### Selected text

——————

Information technology advances are leading to ever-growing accumulations of “big data,” making it feasible to quantify more things long thought immeasurable.
Arizona State University professor Ying-Cheng Lai and his research partners are combining expertise in computer science, engineering, mathematics, statistics and physics in analyzing big data to explore human-interest dynamics.
They want to see if it’s possible to identify patterns in what motivates people to become interested in particular things, what makes them maintain certain interests and what causes them to lose interest.
“Big data now provides a platform for exploring the dynamics of why people change their minds about certain things,” Lai says. “Are there intrinsic rules that govern when something interests people, and what influences us to become interested?”
Learning what attracts and holds peoples’ interests is a door to better understanding and predicting human behavior – providing knowledge that can be valuable to business, economics, social sciences, healthcare, even national defense, Lai says.
Lai is a professor in the School of Electrical, Computer and Energy Engineering, one of ASU’s Ira A. Fulton Schools of Engineering.
He is working on the human-interest dynamics project with ASU electrical engineering research scientist Zi-Gang Huang and graduate student Zhi-Dan Zhao.
Huang is also a researcher with the Institute of Computational Physics and Complex Systems at Lanzhou University in China. Zhao is also with the Web Sciences Center at the University of Electronic Science and Technology of China.

——————

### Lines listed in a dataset
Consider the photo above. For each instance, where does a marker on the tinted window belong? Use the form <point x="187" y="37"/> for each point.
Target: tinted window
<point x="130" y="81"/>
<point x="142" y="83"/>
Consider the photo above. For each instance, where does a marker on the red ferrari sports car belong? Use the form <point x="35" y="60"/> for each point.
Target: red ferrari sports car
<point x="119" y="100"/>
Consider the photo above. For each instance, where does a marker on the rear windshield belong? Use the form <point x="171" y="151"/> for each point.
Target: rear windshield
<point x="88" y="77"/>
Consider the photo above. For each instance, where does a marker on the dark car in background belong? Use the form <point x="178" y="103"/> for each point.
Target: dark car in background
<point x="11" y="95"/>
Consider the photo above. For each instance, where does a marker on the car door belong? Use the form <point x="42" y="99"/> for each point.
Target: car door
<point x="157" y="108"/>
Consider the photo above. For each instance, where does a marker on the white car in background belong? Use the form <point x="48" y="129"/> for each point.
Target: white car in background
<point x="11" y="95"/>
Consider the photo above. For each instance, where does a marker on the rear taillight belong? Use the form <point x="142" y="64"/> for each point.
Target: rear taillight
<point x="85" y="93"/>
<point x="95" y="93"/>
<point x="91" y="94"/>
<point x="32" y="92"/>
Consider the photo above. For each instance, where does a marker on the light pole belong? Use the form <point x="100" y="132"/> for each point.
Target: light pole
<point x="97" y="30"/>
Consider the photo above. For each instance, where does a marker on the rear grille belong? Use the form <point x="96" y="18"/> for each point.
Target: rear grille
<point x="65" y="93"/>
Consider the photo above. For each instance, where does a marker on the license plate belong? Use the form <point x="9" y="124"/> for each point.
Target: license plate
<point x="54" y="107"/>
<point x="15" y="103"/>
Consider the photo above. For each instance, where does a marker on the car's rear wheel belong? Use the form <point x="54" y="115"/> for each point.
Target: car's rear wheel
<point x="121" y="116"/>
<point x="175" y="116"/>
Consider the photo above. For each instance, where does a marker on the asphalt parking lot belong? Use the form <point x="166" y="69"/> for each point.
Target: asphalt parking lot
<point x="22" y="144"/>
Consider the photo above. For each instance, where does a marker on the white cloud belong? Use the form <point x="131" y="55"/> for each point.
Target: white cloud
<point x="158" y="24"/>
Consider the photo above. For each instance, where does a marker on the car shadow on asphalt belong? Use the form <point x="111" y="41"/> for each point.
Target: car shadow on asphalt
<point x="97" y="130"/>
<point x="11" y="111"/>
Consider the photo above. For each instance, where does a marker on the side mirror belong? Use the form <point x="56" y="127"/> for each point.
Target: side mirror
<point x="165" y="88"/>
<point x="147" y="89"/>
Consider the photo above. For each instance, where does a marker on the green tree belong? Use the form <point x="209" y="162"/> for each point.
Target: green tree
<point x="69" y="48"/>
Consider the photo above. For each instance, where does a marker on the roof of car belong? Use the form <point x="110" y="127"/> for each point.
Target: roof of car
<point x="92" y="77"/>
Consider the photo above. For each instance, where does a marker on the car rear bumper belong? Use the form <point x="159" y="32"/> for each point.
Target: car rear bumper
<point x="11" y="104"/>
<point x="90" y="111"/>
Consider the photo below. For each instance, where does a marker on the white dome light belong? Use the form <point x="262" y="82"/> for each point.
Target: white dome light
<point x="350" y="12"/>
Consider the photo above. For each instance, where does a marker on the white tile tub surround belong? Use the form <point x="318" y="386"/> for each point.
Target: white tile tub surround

——————

### Tasks
a. Copy the human-interest dynamics text from "Lai is a professor" to "Technology of China.".
b. Based on the human-interest dynamics text, answer yes or no to each statement and quote the words that decide it: (i) Lai is a professor in the School of Electrical, Computer and Energy Engineering. (ii) Zhi-Dan Zhao is an ASU research scientist. (iii) Huang also does research at Lanzhou University.

### Answers below
a.
Lai is a professor in the School of Electrical, Computer and Energy Engineering, one of ASU’s Ira A. Fulton Schools of Engineering.
He is working on the human-interest dynamics project with ASU electrical engineering research scientist Zi-Gang Huang and graduate student Zhi-Dan Zhao.
Huang is also a researcher with the Institute of Computational Physics and Complex Systems at Lanzhou University in China. Zhao is also with the Web Sciences Center at the University of Electronic Science and Technology of China.

b.
(i) Yes: "Lai is a professor in the School of Electrical, Computer and Energy Engineering"
(ii) No: "graduate student Zhi-Dan Zhao"
(iii) Yes: "Huang is also a researcher with the Institute of Computational Physics and Complex Systems at Lanzhou University in China"